[Exercise details] All of the records should come back exactly as written.

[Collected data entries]
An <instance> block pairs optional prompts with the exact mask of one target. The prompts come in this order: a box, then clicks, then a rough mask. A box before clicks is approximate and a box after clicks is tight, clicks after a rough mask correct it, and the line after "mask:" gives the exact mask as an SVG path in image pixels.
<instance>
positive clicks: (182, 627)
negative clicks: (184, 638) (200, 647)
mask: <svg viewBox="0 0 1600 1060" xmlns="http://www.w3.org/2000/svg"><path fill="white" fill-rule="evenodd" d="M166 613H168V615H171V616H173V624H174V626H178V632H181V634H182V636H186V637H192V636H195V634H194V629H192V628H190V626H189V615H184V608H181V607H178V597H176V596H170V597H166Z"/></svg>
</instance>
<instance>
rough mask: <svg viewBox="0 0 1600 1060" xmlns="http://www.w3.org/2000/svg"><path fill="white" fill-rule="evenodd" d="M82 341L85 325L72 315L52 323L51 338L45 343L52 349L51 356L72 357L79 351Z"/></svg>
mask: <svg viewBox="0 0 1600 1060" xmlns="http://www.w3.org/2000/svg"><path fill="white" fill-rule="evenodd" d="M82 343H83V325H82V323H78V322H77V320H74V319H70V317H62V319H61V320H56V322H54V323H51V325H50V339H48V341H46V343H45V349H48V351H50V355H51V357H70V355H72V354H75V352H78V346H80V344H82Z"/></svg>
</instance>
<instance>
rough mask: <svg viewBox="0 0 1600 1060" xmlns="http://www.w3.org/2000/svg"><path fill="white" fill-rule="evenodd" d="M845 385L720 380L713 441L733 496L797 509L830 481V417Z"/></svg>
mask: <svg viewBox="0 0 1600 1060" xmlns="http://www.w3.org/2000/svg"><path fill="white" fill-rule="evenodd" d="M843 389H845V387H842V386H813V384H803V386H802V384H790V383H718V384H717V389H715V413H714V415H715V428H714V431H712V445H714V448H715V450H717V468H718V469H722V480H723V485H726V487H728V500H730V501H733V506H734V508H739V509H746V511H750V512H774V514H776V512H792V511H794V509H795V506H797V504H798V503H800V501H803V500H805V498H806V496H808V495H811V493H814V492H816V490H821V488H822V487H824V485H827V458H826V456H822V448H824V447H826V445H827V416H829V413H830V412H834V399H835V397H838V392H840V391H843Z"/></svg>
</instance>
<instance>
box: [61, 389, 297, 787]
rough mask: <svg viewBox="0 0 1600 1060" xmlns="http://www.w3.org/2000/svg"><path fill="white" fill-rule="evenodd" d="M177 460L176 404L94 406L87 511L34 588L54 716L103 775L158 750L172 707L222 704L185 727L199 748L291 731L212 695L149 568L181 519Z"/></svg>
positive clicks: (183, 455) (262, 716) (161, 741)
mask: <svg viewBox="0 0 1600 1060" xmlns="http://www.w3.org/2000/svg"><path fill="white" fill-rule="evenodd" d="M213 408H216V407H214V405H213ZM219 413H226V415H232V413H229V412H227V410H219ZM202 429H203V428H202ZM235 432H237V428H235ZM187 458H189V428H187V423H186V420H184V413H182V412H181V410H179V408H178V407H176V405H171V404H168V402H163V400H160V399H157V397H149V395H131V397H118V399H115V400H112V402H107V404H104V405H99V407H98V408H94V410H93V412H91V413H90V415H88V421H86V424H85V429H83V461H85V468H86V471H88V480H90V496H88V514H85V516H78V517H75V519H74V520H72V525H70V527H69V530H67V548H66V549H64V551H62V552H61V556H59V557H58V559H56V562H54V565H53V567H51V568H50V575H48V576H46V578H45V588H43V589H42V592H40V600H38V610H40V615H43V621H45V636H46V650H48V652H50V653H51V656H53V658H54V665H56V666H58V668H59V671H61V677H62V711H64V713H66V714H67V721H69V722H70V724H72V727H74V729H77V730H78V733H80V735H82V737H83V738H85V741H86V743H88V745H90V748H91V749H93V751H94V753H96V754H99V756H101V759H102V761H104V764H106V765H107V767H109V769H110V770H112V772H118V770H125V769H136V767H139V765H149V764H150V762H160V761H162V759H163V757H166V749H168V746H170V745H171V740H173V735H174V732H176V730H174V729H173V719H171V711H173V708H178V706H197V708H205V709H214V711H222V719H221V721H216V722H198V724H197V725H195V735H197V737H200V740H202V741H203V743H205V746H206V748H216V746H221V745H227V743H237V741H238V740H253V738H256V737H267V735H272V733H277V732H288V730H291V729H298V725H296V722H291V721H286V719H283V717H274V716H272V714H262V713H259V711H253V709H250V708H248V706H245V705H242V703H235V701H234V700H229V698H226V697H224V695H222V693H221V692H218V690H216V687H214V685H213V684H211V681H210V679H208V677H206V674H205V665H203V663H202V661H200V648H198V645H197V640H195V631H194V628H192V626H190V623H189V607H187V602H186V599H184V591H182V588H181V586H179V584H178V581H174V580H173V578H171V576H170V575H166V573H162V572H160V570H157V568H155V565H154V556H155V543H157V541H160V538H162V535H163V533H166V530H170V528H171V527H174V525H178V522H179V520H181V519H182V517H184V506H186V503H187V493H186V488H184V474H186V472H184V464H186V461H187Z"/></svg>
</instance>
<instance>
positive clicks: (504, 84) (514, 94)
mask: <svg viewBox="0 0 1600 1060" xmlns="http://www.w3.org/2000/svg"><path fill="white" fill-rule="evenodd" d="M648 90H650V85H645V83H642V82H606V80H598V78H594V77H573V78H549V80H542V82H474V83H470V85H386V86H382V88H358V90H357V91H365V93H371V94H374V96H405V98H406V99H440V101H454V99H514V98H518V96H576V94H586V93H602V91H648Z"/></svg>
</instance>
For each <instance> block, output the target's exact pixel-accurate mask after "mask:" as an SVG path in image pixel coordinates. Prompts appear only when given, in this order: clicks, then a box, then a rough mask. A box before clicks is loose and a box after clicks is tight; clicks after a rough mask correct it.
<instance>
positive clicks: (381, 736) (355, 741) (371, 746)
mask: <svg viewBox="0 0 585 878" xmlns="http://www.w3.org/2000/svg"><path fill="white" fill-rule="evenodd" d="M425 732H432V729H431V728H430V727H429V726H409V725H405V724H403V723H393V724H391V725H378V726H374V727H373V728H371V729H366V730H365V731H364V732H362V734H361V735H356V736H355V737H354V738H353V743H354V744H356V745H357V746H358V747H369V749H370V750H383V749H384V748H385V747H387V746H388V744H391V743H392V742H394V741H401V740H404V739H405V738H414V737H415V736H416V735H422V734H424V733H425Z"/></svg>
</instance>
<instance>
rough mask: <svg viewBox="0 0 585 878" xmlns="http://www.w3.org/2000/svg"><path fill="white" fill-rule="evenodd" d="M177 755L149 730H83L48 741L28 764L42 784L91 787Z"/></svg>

[Answer for this exercise]
An <instance> block pairs optional prompts with the exact mask of one target. The prompts come in this order: a box, then clicks, then a rough mask. A box before clicks is approximate and a box after clicks is tight, clicks after a rough mask correct it, and the line after "mask:" gives the exact mask as an SVG path in image pixels.
<instance>
positive clicks: (182, 627)
negative clicks: (184, 638) (200, 647)
mask: <svg viewBox="0 0 1600 1060" xmlns="http://www.w3.org/2000/svg"><path fill="white" fill-rule="evenodd" d="M166 613H168V615H171V616H173V624H174V626H178V632H181V634H182V636H186V637H192V636H195V634H194V629H192V628H190V626H189V615H184V608H181V607H178V597H176V596H170V597H166Z"/></svg>
</instance>
<instance>
rough mask: <svg viewBox="0 0 1600 1060" xmlns="http://www.w3.org/2000/svg"><path fill="white" fill-rule="evenodd" d="M82 341L85 325L72 315L52 323L51 338L45 343L52 349L51 356L72 357L79 351Z"/></svg>
mask: <svg viewBox="0 0 1600 1060" xmlns="http://www.w3.org/2000/svg"><path fill="white" fill-rule="evenodd" d="M82 343H83V325H82V323H78V322H77V320H74V319H70V317H62V319H61V320H56V322H54V323H51V325H50V339H48V341H46V343H45V349H48V351H50V355H51V357H70V355H72V354H75V352H78V346H80V344H82Z"/></svg>
</instance>
<instance>
rough mask: <svg viewBox="0 0 1600 1060" xmlns="http://www.w3.org/2000/svg"><path fill="white" fill-rule="evenodd" d="M845 385L720 380L713 441L733 496L797 509L830 481V417Z"/></svg>
mask: <svg viewBox="0 0 1600 1060" xmlns="http://www.w3.org/2000/svg"><path fill="white" fill-rule="evenodd" d="M843 389H845V387H842V386H813V384H803V386H802V384H790V383H718V384H717V389H715V413H714V415H715V428H714V431H712V445H714V448H715V450H717V468H718V469H722V480H723V485H726V487H728V500H730V501H733V506H734V508H739V509H746V511H750V512H774V514H776V512H792V511H794V509H795V506H797V504H798V503H800V501H803V500H805V498H806V496H808V495H811V493H814V492H816V490H821V488H822V487H824V485H827V458H826V456H822V448H824V447H826V445H827V416H829V413H830V412H834V399H835V397H838V392H840V391H843Z"/></svg>
</instance>
<instance>
box: [61, 389, 297, 787]
rough mask: <svg viewBox="0 0 1600 1060" xmlns="http://www.w3.org/2000/svg"><path fill="white" fill-rule="evenodd" d="M177 460L176 404L94 406L87 511L34 588L54 716L103 775L158 750L172 707L222 704L185 727L199 748L291 731L212 695L149 568L181 519Z"/></svg>
positive clicks: (183, 455) (262, 716) (161, 741)
mask: <svg viewBox="0 0 1600 1060" xmlns="http://www.w3.org/2000/svg"><path fill="white" fill-rule="evenodd" d="M213 408H216V407H214V405H213ZM219 413H226V415H232V413H229V412H227V410H219ZM202 429H203V428H202ZM235 432H237V428H235ZM187 458H189V428H187V423H186V420H184V413H182V412H181V410H179V408H178V407H176V405H171V404H168V402H163V400H160V399H157V397H149V395H131V397H118V399H115V400H112V402H107V404H104V405H99V407H98V408H94V410H93V412H91V413H90V415H88V421H86V424H85V429H83V461H85V468H86V471H88V480H90V496H88V514H85V516H78V517H75V519H74V520H72V525H70V527H69V530H67V548H66V549H64V551H62V552H61V556H59V557H58V559H56V562H54V565H53V567H51V568H50V575H48V576H46V578H45V588H43V589H42V592H40V600H38V610H40V615H43V621H45V636H46V650H48V652H50V653H51V656H53V658H54V665H56V666H58V668H59V671H61V677H62V711H64V713H66V714H67V721H69V722H70V724H72V727H74V729H77V730H78V733H80V735H82V737H83V738H85V741H86V743H88V745H90V748H91V749H93V751H94V753H96V754H99V756H101V759H102V761H104V764H106V765H107V767H109V769H110V770H112V772H118V770H125V769H136V767H139V765H149V764H150V762H160V761H162V759H163V757H166V749H168V746H170V745H171V740H173V735H174V732H176V730H174V729H173V719H171V711H173V708H178V706H197V708H205V709H214V711H222V719H221V721H216V722H198V724H197V725H195V735H197V737H200V740H202V741H203V743H205V746H206V748H216V746H221V745H227V743H237V741H238V740H253V738H256V737H267V735H272V733H277V732H288V730H291V729H298V725H296V722H291V721H286V719H283V717H274V716H272V714H262V713H259V711H253V709H250V708H248V706H245V705H242V703H235V701H234V700H229V698H226V697H224V695H222V693H221V692H218V690H216V687H214V685H213V684H211V681H210V679H208V677H206V674H205V665H203V663H202V661H200V648H198V645H197V640H195V631H194V628H192V626H190V623H189V607H187V602H186V599H184V591H182V588H181V586H179V584H178V581H174V580H173V578H171V576H170V575H166V573H162V572H160V570H157V568H155V565H154V556H155V543H157V541H160V538H162V535H163V533H166V530H170V528H171V527H174V525H178V522H179V520H181V519H182V517H184V506H186V503H187V493H186V488H184V474H186V472H184V464H186V461H187Z"/></svg>
</instance>
<instance>
positive clicks: (504, 84) (514, 94)
mask: <svg viewBox="0 0 1600 1060" xmlns="http://www.w3.org/2000/svg"><path fill="white" fill-rule="evenodd" d="M648 90H650V85H645V83H642V82H606V80H598V78H594V77H573V78H549V80H542V82H474V83H470V85H386V86H382V88H358V90H357V91H365V93H371V94H374V96H405V98H406V99H440V101H454V99H514V98H518V96H576V94H586V93H602V91H648Z"/></svg>
</instance>
For each <instance> block, output the target's exact pixel-accurate mask after "mask:" as an SVG path in image pixel coordinates. Prompts appear only when given, in this order: clicks, then a box, then a rough mask. A box before clicks is loose and a box after clicks is tight; clicks after a rough mask correct it.
<instance>
positive clicks: (381, 736) (355, 741) (371, 746)
mask: <svg viewBox="0 0 585 878" xmlns="http://www.w3.org/2000/svg"><path fill="white" fill-rule="evenodd" d="M425 732H432V729H431V728H430V727H429V726H409V725H405V724H403V723H393V724H391V725H378V726H374V727H373V728H371V729H366V730H365V731H364V732H362V734H361V735H356V736H355V737H354V738H353V743H354V744H356V745H357V746H358V747H369V749H370V750H383V749H384V748H385V747H387V746H388V744H391V743H392V742H394V741H401V740H404V739H405V738H414V737H415V736H416V735H422V734H424V733H425Z"/></svg>
</instance>
<instance>
rough mask: <svg viewBox="0 0 585 878" xmlns="http://www.w3.org/2000/svg"><path fill="white" fill-rule="evenodd" d="M177 755L149 730H83L48 741L28 764L42 784L91 787Z"/></svg>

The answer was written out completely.